■ What is expected: Return each line of the items below that contains the word "cloud". Case counts.

■ Available data:

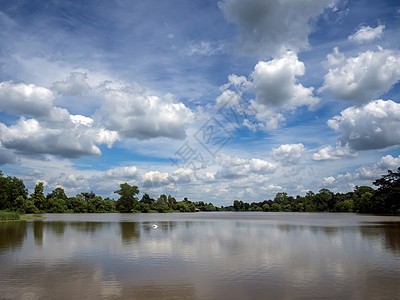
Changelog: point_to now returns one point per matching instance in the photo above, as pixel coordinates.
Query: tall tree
(127, 201)
(38, 198)
(389, 192)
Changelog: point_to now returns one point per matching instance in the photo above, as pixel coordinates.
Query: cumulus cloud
(135, 114)
(367, 34)
(205, 48)
(375, 171)
(363, 78)
(26, 99)
(275, 83)
(334, 58)
(122, 172)
(268, 26)
(6, 156)
(276, 89)
(372, 126)
(75, 85)
(67, 139)
(156, 178)
(234, 166)
(330, 153)
(329, 180)
(289, 154)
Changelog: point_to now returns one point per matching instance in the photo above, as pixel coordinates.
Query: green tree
(77, 204)
(10, 189)
(127, 201)
(57, 193)
(389, 192)
(363, 199)
(38, 198)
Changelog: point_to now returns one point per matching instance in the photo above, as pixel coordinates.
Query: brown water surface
(201, 256)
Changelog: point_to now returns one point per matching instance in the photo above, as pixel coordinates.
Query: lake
(201, 256)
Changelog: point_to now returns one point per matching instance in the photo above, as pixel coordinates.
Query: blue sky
(210, 100)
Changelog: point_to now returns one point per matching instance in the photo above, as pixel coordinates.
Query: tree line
(364, 199)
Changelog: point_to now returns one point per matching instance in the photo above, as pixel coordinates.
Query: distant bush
(5, 215)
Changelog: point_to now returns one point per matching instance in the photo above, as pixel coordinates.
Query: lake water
(201, 256)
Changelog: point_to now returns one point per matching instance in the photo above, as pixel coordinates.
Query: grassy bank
(14, 216)
(9, 215)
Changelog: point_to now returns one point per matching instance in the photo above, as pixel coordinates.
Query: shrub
(9, 215)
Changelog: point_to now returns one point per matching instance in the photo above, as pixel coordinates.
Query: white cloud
(275, 83)
(75, 85)
(26, 99)
(228, 98)
(389, 162)
(367, 34)
(66, 138)
(205, 48)
(233, 166)
(267, 27)
(276, 89)
(135, 114)
(289, 154)
(156, 178)
(329, 180)
(6, 156)
(329, 153)
(334, 58)
(123, 172)
(375, 171)
(372, 126)
(365, 77)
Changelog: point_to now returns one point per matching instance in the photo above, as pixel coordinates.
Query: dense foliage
(364, 199)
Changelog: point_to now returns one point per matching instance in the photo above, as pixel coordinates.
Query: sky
(209, 100)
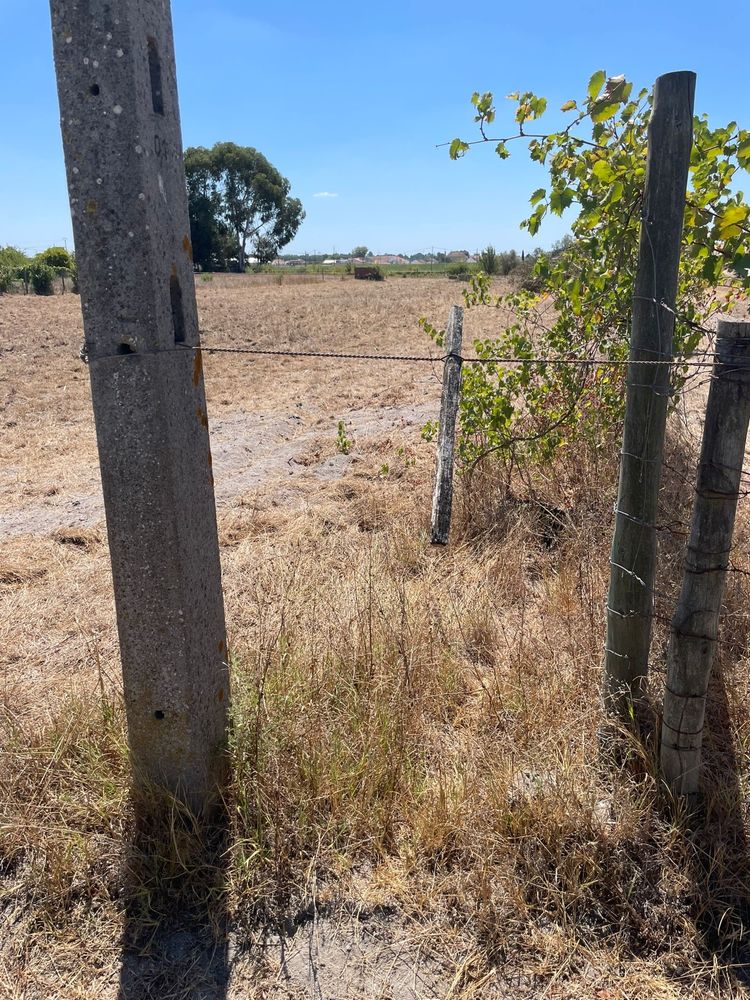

■ Written answer:
Query: cumulus cloud
Query: white cloud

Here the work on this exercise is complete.